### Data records
# # # #

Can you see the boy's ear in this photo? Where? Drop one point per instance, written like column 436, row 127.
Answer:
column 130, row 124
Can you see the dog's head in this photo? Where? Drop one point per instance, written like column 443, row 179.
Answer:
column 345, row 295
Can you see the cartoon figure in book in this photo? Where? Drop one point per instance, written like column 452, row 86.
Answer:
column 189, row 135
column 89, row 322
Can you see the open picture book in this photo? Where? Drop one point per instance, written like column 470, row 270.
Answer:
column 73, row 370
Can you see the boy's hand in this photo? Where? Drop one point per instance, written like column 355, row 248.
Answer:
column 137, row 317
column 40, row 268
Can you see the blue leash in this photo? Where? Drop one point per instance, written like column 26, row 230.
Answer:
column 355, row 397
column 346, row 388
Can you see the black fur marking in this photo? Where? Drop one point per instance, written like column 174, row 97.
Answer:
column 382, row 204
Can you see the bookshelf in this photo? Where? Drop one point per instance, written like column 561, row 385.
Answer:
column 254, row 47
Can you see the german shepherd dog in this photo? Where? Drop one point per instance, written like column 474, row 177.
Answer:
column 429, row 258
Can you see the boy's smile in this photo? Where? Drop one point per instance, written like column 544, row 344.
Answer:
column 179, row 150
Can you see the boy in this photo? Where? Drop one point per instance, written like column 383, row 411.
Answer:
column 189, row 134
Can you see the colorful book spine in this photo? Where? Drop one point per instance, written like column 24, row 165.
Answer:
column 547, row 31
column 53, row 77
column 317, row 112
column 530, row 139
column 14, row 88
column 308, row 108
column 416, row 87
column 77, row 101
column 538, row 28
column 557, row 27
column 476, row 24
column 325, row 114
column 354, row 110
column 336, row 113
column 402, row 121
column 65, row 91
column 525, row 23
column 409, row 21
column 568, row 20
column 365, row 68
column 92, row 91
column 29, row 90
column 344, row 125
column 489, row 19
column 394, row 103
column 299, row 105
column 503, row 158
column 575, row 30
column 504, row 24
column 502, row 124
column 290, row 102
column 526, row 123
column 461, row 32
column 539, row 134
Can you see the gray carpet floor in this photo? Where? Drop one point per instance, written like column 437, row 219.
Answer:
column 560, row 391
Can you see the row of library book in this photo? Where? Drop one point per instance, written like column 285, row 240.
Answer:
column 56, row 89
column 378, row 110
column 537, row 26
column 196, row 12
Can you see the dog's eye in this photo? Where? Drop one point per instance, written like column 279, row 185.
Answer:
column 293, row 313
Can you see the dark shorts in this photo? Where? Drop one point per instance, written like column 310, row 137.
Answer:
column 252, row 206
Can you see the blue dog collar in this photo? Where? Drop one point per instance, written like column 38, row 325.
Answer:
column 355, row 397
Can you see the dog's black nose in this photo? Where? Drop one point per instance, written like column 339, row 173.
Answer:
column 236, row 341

# # # #

### Written task
Return, word for word, the rows from the very first line down to and including the line that contains "column 189, row 134".

### The solution
Can you see the boy's ear in this photo? Where? Drop one point per instance, written like column 436, row 127.
Answer:
column 130, row 124
Can you see the dog's head in this photo? Where? Drop one point per instance, written like column 443, row 179.
Answer:
column 345, row 295
Can you see the cartoon figure in book in this photo? Where? Drop one point per instance, written like column 452, row 86.
Answer:
column 189, row 135
column 89, row 322
Can you see the open picture book in this photo? Where? Drop one point per instance, written like column 470, row 270.
Answer:
column 73, row 370
Can you see the boy's hand in this photo? Where? Drop one point per instance, written like column 355, row 248.
Answer:
column 137, row 317
column 40, row 268
Can you see the blue leash in this photo? Where? Drop one point per instance, written like column 26, row 230.
Answer:
column 355, row 397
column 346, row 388
Can you see the black fur marking in this photo? Where? Drop one point per instance, written like column 174, row 97.
Answer:
column 382, row 204
Can you see the bookshelf in this photo? Where? Drop one point per instance, written like column 561, row 385.
Answer:
column 254, row 47
Can you see the german shepherd dog in this photo? Where? Drop one point per instance, written like column 474, row 177.
Answer:
column 429, row 258
Can you see the boy's smile in this photo? Where? Drop one point per instance, written like column 544, row 344.
Answer:
column 179, row 150
Can you see the boy in this photo? Where? Drop one point per instance, written like column 383, row 411.
Answer:
column 189, row 134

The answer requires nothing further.